TEXT PASSAGE
The ancients knew stars more than 99 percent of us now, they knew their geometry vary well but top leaders hid knowledge in order to continue leading. The Greeks even had a computing device for the sky People nowadays assume to know better but we just have microscope and telescope. Most of us will never know the physical world(mother nature ) as they did.
In a lunar cycle, the most reasonable division of time into smaller cycles is to quarter it. That leaves you with 7 days. As a prime, it is then I realistic to divide further, which would make 7 Complete
I think this answer makes a lot of sense. Four 7-day weeks in a month -> 7 is the end of a week -> seven is complete -> seven is special. In fact, since the moon and sun are so visually different than the planets, it almost makes more sense to me that they were added to the other planets in astrology to add up to 7, which was already special.

DESCRIPTION OF THE TASK
Transcribe the full passage about the ancients, the lunar cycle, and the number seven, keeping every word, spelling, and punctuation mark unchanged.

STORED RECORDS

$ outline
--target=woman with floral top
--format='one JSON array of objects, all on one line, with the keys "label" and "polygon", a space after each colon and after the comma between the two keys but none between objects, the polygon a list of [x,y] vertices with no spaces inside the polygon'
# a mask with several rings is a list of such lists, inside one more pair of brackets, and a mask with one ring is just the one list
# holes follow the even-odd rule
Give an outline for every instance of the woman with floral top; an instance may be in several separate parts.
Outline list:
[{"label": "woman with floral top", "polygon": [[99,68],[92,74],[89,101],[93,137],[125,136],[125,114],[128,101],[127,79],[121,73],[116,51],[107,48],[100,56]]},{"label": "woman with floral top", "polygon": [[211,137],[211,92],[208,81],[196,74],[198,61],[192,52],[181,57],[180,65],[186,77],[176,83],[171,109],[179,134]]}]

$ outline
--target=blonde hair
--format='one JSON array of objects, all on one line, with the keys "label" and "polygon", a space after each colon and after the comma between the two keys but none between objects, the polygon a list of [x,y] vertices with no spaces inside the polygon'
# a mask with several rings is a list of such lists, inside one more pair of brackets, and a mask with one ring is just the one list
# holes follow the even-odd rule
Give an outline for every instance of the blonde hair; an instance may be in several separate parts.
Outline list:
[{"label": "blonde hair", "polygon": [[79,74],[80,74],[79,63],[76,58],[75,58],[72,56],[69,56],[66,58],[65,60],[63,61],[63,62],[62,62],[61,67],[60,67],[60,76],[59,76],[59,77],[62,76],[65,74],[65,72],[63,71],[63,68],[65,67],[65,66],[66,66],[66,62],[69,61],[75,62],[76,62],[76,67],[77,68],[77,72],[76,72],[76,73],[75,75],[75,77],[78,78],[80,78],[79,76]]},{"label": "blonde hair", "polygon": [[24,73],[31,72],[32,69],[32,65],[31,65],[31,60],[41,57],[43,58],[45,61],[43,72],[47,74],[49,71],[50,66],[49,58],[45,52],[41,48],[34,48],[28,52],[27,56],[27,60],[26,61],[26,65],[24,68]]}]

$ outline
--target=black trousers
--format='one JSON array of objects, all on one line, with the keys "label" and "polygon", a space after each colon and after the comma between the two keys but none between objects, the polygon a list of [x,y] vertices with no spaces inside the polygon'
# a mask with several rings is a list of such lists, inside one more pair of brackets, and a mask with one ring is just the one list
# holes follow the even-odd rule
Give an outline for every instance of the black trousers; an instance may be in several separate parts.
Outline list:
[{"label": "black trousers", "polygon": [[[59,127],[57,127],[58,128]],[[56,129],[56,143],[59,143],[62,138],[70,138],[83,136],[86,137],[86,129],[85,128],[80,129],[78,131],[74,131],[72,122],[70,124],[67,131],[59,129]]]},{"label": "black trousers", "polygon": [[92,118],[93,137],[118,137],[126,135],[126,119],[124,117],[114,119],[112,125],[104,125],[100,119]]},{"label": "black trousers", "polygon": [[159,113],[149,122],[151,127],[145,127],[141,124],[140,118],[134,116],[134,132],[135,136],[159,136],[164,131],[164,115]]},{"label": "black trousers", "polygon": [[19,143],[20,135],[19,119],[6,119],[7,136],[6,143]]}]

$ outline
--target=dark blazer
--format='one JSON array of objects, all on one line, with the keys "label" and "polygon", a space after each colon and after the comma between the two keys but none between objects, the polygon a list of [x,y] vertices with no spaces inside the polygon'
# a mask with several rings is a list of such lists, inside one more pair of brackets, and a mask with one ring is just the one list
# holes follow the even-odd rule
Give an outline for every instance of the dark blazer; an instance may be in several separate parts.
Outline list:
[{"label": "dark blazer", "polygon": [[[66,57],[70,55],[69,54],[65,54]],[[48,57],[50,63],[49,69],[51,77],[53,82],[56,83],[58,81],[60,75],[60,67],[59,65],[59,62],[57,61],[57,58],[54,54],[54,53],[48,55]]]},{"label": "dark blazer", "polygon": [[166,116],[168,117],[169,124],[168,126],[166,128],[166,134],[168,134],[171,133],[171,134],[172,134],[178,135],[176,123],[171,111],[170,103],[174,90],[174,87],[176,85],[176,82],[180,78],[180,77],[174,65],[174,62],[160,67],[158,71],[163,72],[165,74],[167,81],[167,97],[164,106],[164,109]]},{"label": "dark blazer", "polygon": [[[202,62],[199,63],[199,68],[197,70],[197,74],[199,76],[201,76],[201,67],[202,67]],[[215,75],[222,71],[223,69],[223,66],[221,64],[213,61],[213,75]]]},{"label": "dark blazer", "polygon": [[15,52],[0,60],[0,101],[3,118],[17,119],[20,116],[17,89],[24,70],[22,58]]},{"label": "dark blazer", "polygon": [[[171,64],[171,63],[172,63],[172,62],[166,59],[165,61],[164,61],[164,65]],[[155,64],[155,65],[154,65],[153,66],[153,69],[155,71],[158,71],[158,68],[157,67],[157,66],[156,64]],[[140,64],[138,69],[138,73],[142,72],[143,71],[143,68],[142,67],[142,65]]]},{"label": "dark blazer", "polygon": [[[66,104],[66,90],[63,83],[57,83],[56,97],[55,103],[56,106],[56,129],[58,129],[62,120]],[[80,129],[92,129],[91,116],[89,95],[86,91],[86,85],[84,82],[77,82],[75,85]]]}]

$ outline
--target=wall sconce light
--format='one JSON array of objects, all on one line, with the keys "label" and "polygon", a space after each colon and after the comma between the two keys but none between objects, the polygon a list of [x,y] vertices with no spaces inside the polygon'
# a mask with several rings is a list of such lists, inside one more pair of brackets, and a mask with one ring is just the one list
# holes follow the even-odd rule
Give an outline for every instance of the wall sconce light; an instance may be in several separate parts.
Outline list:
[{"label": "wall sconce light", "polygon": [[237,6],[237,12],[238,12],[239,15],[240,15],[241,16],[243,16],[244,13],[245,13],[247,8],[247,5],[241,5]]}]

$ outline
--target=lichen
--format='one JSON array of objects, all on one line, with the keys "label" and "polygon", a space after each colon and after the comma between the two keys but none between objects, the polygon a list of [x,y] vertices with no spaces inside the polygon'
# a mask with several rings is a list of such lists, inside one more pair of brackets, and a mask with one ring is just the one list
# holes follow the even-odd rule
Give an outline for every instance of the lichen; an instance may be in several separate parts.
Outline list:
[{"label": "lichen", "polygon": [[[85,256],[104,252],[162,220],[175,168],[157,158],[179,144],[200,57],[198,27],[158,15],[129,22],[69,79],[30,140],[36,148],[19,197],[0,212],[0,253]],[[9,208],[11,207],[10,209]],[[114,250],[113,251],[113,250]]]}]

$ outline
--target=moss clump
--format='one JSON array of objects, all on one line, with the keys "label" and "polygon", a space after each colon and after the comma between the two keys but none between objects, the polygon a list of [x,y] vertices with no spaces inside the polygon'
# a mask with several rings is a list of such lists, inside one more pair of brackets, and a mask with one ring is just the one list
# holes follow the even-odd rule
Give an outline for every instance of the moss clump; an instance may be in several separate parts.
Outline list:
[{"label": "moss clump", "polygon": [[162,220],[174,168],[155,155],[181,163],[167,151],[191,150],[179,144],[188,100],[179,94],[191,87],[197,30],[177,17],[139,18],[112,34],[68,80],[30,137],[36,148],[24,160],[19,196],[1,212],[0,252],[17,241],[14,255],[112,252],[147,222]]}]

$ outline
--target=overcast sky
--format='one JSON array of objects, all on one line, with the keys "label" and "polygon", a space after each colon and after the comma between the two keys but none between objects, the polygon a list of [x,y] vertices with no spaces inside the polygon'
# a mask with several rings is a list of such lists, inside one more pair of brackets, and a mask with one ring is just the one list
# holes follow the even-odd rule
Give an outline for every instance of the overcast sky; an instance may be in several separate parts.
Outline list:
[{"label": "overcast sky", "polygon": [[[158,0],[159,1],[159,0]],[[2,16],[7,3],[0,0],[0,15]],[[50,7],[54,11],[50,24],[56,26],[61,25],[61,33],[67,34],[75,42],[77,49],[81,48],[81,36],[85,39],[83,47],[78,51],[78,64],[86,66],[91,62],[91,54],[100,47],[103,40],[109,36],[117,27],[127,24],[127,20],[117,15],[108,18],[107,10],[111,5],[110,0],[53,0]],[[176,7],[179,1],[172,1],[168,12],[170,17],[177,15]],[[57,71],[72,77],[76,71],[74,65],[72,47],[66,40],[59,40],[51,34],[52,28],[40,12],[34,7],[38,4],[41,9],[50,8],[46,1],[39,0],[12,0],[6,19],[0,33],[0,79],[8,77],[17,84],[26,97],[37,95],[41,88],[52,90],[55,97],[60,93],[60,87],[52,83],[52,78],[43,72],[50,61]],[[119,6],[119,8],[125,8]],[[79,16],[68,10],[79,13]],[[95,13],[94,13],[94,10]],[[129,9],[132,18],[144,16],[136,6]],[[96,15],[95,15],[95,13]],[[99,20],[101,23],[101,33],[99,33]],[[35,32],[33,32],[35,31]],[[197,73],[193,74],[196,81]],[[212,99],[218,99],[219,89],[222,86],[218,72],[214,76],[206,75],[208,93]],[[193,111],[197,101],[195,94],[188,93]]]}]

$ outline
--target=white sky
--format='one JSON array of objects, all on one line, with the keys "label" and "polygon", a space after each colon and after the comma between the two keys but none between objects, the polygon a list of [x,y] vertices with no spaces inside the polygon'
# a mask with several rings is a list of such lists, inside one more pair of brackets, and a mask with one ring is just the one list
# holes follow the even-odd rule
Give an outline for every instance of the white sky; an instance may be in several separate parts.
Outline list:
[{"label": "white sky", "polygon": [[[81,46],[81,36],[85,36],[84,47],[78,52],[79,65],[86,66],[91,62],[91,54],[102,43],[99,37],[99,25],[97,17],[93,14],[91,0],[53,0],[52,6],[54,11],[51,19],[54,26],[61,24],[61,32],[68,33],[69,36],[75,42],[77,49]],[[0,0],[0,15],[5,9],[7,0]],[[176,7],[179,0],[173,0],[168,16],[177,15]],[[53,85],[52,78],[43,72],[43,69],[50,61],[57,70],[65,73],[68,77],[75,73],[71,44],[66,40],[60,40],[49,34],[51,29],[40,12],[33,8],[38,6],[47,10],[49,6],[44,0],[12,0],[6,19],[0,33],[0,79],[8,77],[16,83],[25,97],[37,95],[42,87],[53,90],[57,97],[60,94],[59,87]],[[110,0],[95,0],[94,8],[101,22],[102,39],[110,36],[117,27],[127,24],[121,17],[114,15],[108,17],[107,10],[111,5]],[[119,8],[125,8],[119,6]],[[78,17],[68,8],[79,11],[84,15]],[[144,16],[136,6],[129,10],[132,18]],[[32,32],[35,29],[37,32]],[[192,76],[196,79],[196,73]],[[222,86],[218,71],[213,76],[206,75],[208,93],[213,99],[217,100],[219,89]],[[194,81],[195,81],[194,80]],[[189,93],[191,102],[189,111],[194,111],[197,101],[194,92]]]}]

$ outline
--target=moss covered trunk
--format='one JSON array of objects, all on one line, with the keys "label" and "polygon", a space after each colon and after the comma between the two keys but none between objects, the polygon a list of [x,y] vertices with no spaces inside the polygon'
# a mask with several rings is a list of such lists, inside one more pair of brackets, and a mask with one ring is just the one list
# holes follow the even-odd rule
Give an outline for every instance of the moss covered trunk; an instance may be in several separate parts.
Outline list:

RESPONSE FOR THIS EXERCISE
The ancients knew stars more than 99 percent of us now, they knew their geometry vary well but top leaders hid knowledge in order to continue leading. The Greeks even had a computing device for the sky People nowadays assume to know better but we just have microscope and telescope. Most of us will never know the physical world(mother nature ) as they did.
In a lunar cycle, the most reasonable division of time into smaller cycles is to quarter it. That leaves you with 7 days. As a prime, it is then I realistic to divide further, which would make 7 Complete
I think this answer makes a lot of sense. Four 7-day weeks in a month -> 7 is the end of a week -> seven is complete -> seven is special. In fact, since the moon and sun are so visually different than the planets, it almost makes more sense to me that they were added to the other planets in astrology to add up to 7, which was already special.